[Dataset entries about object locations]

- - -

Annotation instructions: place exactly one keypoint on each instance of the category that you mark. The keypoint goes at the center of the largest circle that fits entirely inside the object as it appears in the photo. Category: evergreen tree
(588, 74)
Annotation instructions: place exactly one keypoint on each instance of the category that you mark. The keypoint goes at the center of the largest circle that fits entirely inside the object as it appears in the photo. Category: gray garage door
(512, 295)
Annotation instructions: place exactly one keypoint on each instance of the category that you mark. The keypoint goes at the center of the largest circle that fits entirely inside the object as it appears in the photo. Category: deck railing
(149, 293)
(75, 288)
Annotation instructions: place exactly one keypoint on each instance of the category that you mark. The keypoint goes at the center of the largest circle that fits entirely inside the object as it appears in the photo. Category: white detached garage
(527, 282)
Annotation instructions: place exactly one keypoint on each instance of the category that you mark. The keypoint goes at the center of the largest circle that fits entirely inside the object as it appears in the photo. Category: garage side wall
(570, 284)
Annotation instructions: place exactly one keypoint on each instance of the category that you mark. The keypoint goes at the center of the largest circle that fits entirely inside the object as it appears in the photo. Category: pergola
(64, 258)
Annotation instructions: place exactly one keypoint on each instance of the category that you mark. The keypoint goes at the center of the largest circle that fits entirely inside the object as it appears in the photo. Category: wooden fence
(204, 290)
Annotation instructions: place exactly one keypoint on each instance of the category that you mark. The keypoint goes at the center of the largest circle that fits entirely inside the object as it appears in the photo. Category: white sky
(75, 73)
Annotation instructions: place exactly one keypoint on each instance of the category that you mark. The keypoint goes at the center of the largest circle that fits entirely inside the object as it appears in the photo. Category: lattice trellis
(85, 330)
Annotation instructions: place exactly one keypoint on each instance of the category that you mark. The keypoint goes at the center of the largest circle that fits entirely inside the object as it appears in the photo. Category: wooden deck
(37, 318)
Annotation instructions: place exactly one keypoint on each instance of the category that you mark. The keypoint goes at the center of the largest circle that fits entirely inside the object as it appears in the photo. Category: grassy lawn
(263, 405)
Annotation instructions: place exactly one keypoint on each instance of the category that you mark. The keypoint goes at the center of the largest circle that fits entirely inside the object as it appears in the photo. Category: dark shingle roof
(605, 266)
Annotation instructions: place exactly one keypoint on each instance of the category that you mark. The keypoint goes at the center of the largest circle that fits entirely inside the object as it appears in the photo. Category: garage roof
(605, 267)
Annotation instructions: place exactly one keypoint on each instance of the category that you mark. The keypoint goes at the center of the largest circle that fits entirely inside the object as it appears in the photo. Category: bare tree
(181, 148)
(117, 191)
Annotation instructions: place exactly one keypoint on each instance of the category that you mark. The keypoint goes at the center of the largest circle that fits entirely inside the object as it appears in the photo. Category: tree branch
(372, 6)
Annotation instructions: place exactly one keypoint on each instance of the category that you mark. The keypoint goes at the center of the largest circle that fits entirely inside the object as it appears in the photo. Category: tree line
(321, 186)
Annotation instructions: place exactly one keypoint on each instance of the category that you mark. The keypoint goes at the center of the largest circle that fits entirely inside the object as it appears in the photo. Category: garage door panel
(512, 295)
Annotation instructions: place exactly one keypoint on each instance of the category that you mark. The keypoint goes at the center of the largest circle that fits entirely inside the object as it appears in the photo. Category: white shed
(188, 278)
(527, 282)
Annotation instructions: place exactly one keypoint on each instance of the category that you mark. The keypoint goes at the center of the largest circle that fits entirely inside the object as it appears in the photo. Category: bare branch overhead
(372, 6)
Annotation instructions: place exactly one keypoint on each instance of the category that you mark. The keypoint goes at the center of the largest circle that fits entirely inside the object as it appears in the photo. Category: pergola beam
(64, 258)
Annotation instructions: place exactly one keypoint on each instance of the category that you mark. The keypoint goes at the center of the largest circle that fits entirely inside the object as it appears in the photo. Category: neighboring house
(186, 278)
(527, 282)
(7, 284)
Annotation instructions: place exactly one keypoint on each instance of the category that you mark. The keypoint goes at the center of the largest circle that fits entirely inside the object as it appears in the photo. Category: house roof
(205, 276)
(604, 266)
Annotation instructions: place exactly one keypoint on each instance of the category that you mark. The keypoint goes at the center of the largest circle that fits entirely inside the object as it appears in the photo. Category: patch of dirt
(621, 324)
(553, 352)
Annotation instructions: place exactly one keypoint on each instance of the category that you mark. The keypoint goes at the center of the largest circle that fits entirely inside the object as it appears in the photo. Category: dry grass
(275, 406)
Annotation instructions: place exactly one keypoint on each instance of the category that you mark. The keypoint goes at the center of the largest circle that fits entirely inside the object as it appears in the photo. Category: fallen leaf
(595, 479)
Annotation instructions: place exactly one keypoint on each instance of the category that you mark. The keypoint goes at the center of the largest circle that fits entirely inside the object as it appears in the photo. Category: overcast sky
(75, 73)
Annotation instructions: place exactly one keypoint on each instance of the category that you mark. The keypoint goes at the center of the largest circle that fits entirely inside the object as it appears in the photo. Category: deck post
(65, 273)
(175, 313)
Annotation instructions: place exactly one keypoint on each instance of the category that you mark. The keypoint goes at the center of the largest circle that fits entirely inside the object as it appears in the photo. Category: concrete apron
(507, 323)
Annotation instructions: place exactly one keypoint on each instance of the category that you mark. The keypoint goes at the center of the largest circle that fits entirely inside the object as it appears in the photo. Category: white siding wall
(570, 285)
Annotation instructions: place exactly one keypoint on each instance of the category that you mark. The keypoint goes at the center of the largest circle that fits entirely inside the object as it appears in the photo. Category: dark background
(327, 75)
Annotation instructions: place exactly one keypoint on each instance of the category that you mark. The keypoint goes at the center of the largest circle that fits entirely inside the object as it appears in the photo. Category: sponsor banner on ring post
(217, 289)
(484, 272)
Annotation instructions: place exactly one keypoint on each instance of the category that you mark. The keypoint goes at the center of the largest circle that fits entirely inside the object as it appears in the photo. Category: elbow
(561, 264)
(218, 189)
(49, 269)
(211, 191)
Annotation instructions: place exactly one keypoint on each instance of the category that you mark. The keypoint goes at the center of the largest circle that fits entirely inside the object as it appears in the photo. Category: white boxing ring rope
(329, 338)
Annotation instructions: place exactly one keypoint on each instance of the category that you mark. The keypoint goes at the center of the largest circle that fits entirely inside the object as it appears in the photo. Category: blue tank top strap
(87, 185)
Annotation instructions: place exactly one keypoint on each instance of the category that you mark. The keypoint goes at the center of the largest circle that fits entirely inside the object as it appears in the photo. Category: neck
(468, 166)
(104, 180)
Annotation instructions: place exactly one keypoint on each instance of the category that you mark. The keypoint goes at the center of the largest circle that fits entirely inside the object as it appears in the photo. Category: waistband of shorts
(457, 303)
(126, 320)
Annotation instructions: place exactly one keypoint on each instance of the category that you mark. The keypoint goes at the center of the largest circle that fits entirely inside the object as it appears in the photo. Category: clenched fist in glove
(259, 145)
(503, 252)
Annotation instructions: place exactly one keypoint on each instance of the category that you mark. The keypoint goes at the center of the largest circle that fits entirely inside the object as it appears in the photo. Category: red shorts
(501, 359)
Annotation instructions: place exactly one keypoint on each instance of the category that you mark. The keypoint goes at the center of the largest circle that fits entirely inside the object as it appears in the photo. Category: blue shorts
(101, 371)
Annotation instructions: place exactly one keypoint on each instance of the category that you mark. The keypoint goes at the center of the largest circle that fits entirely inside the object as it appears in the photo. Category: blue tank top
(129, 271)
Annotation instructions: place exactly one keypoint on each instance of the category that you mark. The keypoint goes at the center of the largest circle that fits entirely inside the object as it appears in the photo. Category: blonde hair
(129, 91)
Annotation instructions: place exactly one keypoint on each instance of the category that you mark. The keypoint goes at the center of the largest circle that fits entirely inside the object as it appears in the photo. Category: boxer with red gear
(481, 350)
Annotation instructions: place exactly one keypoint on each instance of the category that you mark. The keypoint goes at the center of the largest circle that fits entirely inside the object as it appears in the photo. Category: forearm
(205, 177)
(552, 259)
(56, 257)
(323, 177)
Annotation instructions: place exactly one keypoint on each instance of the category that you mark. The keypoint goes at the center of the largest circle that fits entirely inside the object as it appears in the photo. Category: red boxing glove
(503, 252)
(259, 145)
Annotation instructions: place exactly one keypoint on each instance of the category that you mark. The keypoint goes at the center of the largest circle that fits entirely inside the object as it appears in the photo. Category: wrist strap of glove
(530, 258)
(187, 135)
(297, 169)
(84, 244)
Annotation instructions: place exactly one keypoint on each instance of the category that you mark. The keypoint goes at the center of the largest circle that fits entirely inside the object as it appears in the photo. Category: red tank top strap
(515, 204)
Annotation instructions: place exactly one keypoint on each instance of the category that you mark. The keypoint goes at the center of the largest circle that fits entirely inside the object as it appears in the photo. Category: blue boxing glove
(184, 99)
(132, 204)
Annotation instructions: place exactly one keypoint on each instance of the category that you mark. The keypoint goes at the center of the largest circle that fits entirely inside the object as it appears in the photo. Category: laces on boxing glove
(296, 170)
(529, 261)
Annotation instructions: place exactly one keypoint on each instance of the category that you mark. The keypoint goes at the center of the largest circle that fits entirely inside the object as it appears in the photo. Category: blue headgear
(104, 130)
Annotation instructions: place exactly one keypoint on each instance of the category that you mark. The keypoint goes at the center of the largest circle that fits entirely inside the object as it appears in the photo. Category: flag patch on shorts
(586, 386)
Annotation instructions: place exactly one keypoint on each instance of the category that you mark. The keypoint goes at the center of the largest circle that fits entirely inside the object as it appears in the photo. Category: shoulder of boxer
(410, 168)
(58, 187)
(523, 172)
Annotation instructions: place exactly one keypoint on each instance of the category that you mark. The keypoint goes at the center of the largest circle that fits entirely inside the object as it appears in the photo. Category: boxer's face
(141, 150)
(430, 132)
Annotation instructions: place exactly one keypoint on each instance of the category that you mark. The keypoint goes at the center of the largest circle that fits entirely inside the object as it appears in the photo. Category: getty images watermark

- - -

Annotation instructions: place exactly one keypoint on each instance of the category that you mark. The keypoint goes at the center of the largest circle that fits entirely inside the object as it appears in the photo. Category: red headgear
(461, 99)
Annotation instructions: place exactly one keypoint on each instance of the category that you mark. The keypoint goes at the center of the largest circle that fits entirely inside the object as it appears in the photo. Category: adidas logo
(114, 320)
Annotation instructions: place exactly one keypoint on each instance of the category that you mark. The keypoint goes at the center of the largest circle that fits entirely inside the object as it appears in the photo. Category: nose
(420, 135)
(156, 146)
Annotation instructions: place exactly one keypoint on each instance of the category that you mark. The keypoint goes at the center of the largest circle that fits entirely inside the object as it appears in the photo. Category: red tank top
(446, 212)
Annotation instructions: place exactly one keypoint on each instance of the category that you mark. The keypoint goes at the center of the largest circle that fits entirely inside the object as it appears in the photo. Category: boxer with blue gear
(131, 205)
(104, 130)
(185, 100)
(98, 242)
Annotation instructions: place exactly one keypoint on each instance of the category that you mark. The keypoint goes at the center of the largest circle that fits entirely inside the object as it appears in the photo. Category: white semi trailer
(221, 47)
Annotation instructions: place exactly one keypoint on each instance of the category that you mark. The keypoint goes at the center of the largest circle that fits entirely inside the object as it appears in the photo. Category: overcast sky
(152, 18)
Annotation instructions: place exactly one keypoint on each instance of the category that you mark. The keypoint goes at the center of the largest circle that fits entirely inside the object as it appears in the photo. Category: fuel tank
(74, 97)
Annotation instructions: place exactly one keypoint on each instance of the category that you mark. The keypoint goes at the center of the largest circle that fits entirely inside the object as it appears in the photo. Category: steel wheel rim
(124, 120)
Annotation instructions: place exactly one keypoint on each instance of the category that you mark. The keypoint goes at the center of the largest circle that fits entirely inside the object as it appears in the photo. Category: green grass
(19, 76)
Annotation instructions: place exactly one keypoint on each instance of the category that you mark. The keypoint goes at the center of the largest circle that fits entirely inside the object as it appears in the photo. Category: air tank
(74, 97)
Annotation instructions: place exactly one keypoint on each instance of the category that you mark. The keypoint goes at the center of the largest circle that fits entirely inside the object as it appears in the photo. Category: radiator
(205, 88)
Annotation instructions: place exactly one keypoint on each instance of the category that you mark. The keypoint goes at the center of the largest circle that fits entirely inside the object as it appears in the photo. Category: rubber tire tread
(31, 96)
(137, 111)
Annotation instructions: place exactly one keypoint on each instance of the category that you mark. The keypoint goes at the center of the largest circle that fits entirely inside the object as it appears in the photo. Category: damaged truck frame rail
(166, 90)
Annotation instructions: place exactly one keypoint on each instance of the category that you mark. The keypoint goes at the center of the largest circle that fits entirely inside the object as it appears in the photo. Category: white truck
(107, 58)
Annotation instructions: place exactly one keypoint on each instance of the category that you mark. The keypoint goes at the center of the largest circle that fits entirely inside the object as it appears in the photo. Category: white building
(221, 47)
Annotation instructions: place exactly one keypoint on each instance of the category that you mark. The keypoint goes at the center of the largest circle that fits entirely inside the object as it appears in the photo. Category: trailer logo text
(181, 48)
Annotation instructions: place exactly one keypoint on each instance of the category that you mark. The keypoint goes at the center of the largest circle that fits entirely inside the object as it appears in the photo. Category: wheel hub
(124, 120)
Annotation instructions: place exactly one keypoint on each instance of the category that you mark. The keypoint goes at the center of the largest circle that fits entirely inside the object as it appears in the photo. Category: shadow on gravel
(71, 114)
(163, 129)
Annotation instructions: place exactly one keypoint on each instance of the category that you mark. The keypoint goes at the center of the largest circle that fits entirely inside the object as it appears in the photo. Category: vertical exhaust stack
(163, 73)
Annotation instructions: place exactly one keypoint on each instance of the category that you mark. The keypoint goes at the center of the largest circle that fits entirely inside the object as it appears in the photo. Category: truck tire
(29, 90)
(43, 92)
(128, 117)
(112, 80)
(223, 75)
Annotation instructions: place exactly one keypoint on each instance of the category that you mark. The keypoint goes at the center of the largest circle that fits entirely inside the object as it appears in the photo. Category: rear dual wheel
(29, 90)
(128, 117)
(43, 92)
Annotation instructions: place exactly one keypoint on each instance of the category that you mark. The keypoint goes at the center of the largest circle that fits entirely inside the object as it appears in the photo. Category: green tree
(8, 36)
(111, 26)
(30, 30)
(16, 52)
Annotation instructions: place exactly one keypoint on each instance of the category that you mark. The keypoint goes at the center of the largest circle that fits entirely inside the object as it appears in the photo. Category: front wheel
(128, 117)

- - -

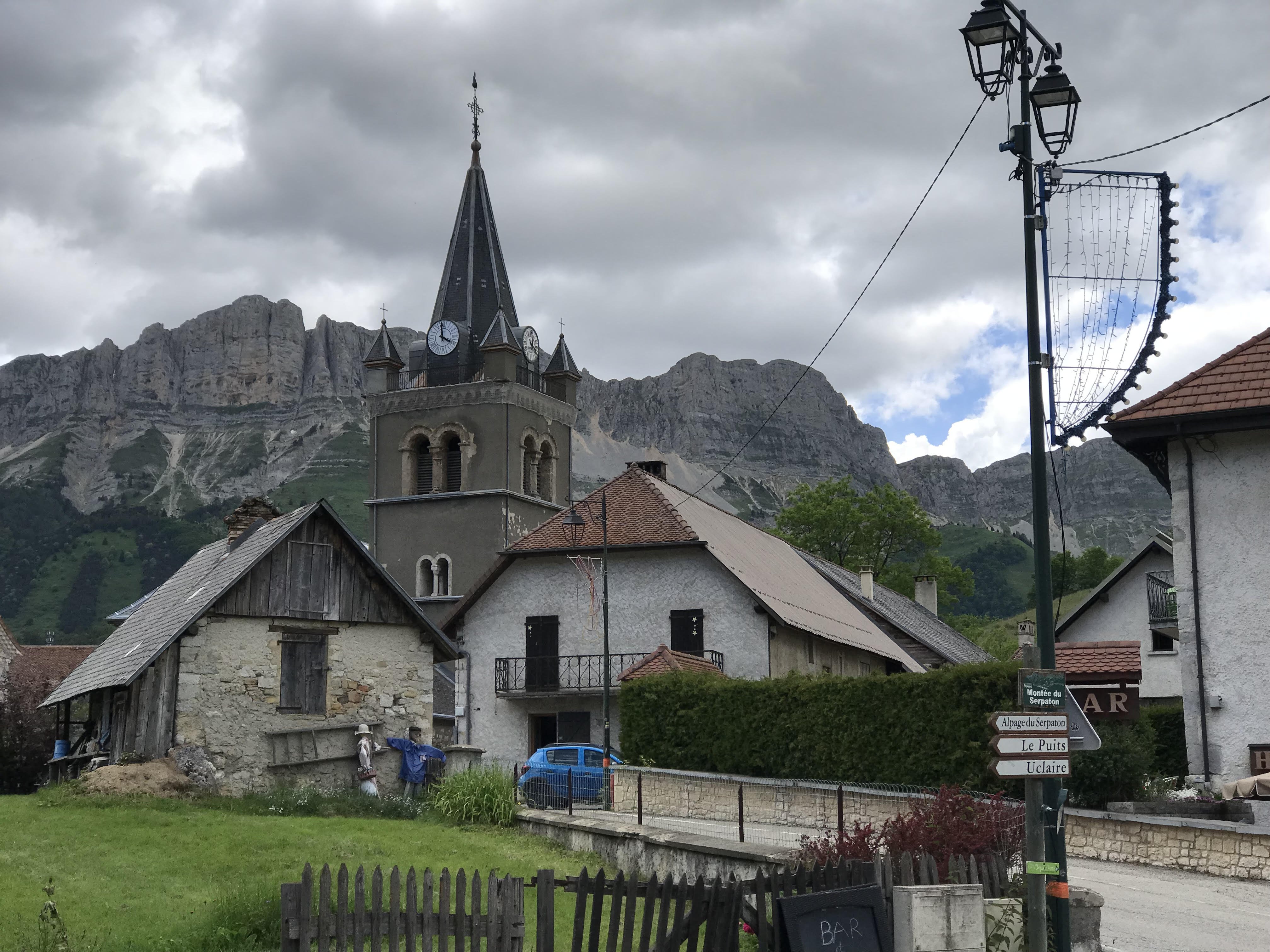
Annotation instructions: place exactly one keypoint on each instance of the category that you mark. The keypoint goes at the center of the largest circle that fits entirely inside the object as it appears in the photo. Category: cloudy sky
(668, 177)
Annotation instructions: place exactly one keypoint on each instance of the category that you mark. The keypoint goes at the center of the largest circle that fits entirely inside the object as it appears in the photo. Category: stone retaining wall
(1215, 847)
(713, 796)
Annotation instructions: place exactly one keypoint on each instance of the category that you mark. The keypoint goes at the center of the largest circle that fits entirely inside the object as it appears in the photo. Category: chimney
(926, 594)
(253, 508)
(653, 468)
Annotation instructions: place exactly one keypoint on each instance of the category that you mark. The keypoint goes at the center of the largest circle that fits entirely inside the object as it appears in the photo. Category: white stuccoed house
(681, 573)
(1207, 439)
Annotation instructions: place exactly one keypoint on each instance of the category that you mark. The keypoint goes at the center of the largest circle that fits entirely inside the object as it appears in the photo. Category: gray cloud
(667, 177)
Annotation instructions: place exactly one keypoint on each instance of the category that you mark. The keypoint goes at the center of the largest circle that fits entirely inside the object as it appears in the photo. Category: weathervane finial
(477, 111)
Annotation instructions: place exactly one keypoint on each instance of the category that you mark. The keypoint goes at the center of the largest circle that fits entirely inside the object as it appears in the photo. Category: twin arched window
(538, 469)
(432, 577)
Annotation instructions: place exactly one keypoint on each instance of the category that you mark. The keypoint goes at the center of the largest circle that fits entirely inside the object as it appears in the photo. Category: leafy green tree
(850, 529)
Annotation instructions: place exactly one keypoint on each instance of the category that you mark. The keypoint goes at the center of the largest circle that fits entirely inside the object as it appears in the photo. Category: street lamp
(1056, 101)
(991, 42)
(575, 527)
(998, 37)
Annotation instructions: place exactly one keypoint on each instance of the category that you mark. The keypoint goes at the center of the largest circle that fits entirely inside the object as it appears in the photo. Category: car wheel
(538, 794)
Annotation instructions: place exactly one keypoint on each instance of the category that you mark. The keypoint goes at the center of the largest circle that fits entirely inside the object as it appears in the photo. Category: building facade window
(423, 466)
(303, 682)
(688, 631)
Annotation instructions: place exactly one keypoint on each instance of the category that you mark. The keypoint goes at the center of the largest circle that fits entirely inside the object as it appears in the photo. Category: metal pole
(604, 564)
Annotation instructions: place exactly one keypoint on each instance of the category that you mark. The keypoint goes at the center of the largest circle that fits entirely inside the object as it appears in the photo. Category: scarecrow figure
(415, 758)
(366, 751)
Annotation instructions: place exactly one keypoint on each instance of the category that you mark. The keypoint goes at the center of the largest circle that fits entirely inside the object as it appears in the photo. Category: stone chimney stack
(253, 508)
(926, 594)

- - -

YOUR TASK — Locate each line in the entries above that contains the word "blonde", and copy those lines out in full.

REPLY —
Annotation instructions: place exactly one keypoint on each instance of the category that you mark. The keypoint goes at the center of the largest circle that fits entirely inside the object as it appears in the photo. Category: blonde hair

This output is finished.